==== Article

Johns is "helped" by Constance Ford
Robert Bloch wrote the screenplay for this mess, and it's proof that the man could turn out solid scripts as well as ones that should never see the light of day. This is one of three theatrical films for director Roger Kay, who mostly toiled in television, and he's unable to do much with this terrible story. Heroine Glynis Johns, with her squeaky voice and munchkin-like appearance, seems all wrong for this kind of movie, although one could argue that she is the ultimate masochist. Johns gives a good and committed performance, however, although there must have been times when she and the other actors wished they'd chosen a better project. Daniel O'Herlihy is effective in a supposedly dual role, and the others named are all better than the picture deserves. This is a remake of the silent classic The Cabinet of Dr. Caligari in name only, although some shots try to ape the expressionistic sets of the original. There is  an explanation for the strange goings-on, but the movie is so utterly tedious that you probably won't want to wait until the ending to find out. There are some interesting touches -- Caligari has a revolving door into his office, and there's a glass panel above Johns' bathtub into which people can peek as she bathes -- but they aren't enough to save this from the scrapheap.

Verdict: A waste of talent and celluloid. *1/2. 


James Franciscus and Jack Klugman
ONE OF MY WIVES IS MISSING  (1976 telefilm). Director: Glenn Jordan.

Daniel Corban (James Franciscus) is on his honeymoon in a small town when he tells Inspector Levine (Jack Klugman) that his wife walked out after a minor argument and hasn't been seen since. The laid-back Levine tries to be sympathetic but doesn't think there's much to worry about, especially when Mrs. Corban (Elizabeth Ashley) walks in and announces that she's back. The only problem is that Corban insists that he has never seen this woman before and that she is not Elizabeth Corban! Although Corban thinks of every way he can to convince the inspector that he's telling the truth, his "wife" counters his every move, and the situation truly begins to look desperate ... 

Elizabeth Ashley
Three good lead performances are at the heart of One of My Wives, a twisty tale that has been told before and afterwards. Anne Baxter was the harried honeymooner in Chase a Crooked Shadow (1958), then Janet Leigh in Honeymoon with a Stranger (1969). In 1986 came yet another telefilm, Vanishing Act, which starred Elliot Gould as the honeymooning husband. These were all official or uncredited versions of Robert Thomas' stage play "Trap for a Single Man." Like other versions, One of My Wives is suspenseful and intriguing, bolstered by Klugman's pleasant cop, Ashley's increasingly sinister and witchy portrayal, and Franciscus' credibly mounting fear, confusion and alarm. There is also good work from Joel Fabiani as a priest, Milton Selzer as a grocer, and the ever-lovable Ruth McDevitt as a neighbor.

========
==== Supplied records

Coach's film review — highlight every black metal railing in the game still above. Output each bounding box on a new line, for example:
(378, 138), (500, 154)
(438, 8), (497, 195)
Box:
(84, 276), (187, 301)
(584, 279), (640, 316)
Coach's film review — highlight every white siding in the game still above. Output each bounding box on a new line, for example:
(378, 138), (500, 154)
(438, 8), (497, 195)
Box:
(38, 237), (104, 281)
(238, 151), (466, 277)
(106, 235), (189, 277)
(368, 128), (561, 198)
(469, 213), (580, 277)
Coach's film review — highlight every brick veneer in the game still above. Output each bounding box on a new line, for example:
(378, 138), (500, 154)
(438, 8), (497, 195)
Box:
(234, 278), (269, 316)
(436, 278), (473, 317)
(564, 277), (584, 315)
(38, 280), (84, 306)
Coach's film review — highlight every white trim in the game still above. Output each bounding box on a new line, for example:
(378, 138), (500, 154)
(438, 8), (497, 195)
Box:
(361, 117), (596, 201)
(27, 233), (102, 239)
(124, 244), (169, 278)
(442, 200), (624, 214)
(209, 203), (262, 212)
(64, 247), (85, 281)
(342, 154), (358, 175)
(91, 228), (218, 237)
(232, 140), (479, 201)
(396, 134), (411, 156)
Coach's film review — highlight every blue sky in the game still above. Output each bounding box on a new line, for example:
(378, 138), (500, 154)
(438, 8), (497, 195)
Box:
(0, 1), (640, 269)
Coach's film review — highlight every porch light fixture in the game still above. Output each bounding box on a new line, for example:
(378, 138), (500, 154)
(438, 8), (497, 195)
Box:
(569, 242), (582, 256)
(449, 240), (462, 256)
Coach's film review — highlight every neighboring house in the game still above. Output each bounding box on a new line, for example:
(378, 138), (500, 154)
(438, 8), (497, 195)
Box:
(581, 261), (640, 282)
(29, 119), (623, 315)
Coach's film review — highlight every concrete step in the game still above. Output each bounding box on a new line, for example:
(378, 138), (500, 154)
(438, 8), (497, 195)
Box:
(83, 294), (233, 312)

========

From the film reviews, extract the passage that opens with the words containing "Verdict: A waste" and closes with "look desperate ...".

◆ Solution to the problem ◆
Verdict: A waste of talent and celluloid. *1/2. 


James Franciscus and Jack Klugman
ONE OF MY WIVES IS MISSING  (1976 telefilm). Director: Glenn Jordan.

Daniel Corban (James Franciscus) is on his honeymoon in a small town when he tells Inspector Levine (Jack Klugman) that his wife walked out after a minor argument and hasn't been seen since. The laid-back Levine tries to be sympathetic but doesn't think there's much to worry about, especially when Mrs. Corban (Elizabeth Ashley) walks in and announces that she's back. The only problem is that Corban insists that he has never seen this woman before and that she is not Elizabeth Corban! Although Corban thinks of every way he can to convince the inspector that he's telling the truth, his "wife" counters his every move, and the situation truly begins to look desperate ...